## EJERCICIOS
1 – Reproduce literalmente el pasaje del texto sobre la pertenencia a la Iglesia que comienza en las palabras "La pertenencia al" y termina después de "a la Iglesia.".
2 – Según el texto sobre la pertenencia a la Iglesia, ¿con quién comienza Dios a formar su pueblo?
3 – Retoma el texto sobre la pertenencia a la Iglesia y continúalo a partir de su última oración.

La pertenencia al pueblo de Dios

Queridos hermanos y hermanas, ¡buenos días!

En la primera catequesis sobre la Iglesia, el miércoles pasado, partimos de la iniciativa de Dios que quiere formar un pueblo que lleve su bendición a todos los pueblos de la tierra. Comienza con Abraham y luego, con mucha paciencia —¡y Dios tiene mucha!—, prepara al pueblo en la Antigua Alianza para que, en Jesucristo, sea signo e instrumento de unión de los hombres con Dios y entre sí (cfr Lumen gentium, 1). Hoy queremos detenernos en la importancia, para el cristiano, de pertenecer a este pueblo. Hablaremos de la pertenencia a la Iglesia.

Registros de anotación de contornos
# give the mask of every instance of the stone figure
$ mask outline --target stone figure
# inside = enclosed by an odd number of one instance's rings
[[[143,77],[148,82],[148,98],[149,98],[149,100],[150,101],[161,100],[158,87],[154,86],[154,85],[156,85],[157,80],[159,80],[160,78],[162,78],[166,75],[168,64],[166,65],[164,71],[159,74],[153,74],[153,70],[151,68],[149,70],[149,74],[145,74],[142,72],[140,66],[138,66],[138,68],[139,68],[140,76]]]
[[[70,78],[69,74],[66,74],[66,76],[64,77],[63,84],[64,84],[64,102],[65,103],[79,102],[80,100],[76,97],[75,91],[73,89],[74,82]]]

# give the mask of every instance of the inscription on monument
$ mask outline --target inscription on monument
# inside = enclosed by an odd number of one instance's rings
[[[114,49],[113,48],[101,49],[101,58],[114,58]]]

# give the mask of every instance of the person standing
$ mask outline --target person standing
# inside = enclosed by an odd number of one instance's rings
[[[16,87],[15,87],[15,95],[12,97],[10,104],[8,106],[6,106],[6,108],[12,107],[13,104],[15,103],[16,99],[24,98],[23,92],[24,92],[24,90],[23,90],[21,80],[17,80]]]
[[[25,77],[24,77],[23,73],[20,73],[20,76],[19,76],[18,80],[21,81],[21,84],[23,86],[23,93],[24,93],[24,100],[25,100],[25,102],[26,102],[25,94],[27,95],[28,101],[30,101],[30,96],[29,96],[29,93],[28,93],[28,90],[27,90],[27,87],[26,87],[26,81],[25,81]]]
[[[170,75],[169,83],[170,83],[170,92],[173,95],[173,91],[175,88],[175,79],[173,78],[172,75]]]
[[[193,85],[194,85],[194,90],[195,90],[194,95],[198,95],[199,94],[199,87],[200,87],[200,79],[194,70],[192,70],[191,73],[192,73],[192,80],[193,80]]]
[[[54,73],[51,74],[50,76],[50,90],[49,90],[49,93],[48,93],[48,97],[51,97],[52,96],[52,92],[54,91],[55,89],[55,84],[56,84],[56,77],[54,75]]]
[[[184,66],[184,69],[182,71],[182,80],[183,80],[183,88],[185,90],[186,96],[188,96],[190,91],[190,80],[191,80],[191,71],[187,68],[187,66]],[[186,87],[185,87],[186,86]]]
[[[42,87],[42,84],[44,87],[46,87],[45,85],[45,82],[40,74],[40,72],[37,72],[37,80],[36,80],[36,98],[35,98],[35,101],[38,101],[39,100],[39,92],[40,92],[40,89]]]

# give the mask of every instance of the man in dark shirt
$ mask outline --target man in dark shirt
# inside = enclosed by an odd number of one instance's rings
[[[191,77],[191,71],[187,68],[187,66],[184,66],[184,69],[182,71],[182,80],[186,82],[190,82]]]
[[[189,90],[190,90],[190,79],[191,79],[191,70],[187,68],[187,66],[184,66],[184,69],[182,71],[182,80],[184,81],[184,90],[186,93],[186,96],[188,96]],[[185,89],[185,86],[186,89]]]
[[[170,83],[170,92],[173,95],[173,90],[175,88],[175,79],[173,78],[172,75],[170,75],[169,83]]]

## RESPUESTAS
1 –
La pertenencia al pueblo de Dios

Queridos hermanos y hermanas, ¡buenos días!

En la primera catequesis sobre la Iglesia, el miércoles pasado, partimos de la iniciativa de Dios que quiere formar un pueblo que lleve su bendición a todos los pueblos de la tierra. Comienza con Abraham y luego, con mucha paciencia —¡y Dios tiene mucha!—, prepara al pueblo en la Antigua Alianza para que, en Jesucristo, sea signo e instrumento de unión de los hombres con Dios y entre sí (cfr Lumen gentium, 1). Hoy queremos detenernos en la importancia, para el cristiano, de pertenecer a este pueblo. Hablaremos de la pertenencia a la Iglesia.

2 – Con Abraham.

3 –
1. No estamos aislados y no somos cristianos a título individual, cada uno por su cuenta, no, ¡nuestra identidad cristiana es pertenencia! Somos cristianos porque pertenecemos a la Iglesia. Es como un apellido: si el nombre es “soy cristiano”, el apellido es “pertenezco a la Iglesia”. Es muy bonito notar cómo esa pertenencia se expresa también en el nombre que Dios se atribuye a sí mismo. Respondiendo a Moisés, en el episodio estupendo de la zarza ardiente (cfr Ex 3,15), se define como el Dios de los padres. No dice: Yo soy el Omnipotente…, no: Yo soy el Dios de Abraham, el Dios de Isaac, el Dios de Jacob. De este modo, se manifiesta como el Dios que realizó una alianza con nuestros padres y sigue siempre fiel a su pacto, y nos llama a entrar en esa relación que nos precede. Esa relación de Dios con su pueblo nos precede a todos, viene de aquel tiempo.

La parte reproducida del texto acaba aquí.